Provided data below:

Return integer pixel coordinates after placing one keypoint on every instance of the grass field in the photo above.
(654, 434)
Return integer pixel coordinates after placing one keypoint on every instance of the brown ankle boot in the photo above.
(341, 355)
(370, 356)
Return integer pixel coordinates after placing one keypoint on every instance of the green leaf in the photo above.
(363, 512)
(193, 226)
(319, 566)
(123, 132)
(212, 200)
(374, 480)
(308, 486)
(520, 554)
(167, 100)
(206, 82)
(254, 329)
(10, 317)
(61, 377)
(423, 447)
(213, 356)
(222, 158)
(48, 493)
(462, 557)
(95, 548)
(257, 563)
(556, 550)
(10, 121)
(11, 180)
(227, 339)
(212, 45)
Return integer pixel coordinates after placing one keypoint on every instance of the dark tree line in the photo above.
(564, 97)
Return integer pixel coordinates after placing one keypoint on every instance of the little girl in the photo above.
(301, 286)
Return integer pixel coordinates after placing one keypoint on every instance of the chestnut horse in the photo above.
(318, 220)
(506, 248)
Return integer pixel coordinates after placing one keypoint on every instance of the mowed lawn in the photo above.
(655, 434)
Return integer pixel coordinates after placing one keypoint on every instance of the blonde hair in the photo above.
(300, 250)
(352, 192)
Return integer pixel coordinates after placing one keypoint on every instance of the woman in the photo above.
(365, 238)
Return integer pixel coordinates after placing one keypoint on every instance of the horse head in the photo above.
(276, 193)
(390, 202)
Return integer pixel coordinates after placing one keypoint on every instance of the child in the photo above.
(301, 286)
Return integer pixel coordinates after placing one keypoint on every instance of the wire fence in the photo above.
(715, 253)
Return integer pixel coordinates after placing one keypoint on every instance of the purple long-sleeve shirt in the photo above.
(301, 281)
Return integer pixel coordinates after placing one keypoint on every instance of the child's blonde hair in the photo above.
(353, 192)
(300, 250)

End of Provided data.

Go through the records and print each one exactly.

Return integer pixel coordinates after placing one keypoint on every instance of the grass field in the photo above.
(654, 434)
Return integer pixel coordinates after placing one keypoint on every instance of the brown ankle boot in the photo above.
(341, 355)
(370, 356)
Return integer pixel coordinates after placing one keypoint on every instance of the green leaf in the photo above.
(363, 512)
(193, 226)
(319, 566)
(123, 132)
(212, 200)
(374, 480)
(308, 486)
(520, 554)
(167, 100)
(206, 82)
(254, 329)
(10, 317)
(61, 377)
(423, 447)
(213, 356)
(222, 158)
(48, 493)
(462, 557)
(95, 548)
(257, 563)
(556, 550)
(10, 121)
(11, 180)
(227, 339)
(212, 45)
Return integer pixel coordinates after placing one keypoint on every instance of the dark tree line in the photo above.
(564, 97)
Return integer pixel coordinates after placing one keypoint on every instance of the little girl in the photo above.
(301, 286)
Return integer pixel coordinates after placing one keypoint on every instance of the chestnut horse in the photo above.
(318, 220)
(506, 248)
Return integer pixel coordinates after placing one keypoint on every instance of the mowed lawn in the photo above.
(655, 434)
Return integer pixel coordinates after placing one keypoint on every instance of the blonde hair in the photo above.
(300, 250)
(352, 192)
Return integer pixel coordinates after placing one keypoint on every instance of the woman in the photo above.
(365, 238)
Return integer pixel coordinates after placing one keypoint on every instance of the horse head in the photo above.
(276, 193)
(390, 202)
Return integer pixel coordinates after placing one keypoint on every instance of the child in the photo above.
(301, 286)
Return integer pixel coordinates after placing one keypoint on every instance of the wire fence in the photo above.
(715, 253)
Return integer pixel coordinates after placing one keypoint on every instance of the purple long-sleeve shirt in the photo above.
(301, 281)
Return integer pixel coordinates after placing one keypoint on every instance of the child's blonde hair in the photo above.
(353, 192)
(300, 250)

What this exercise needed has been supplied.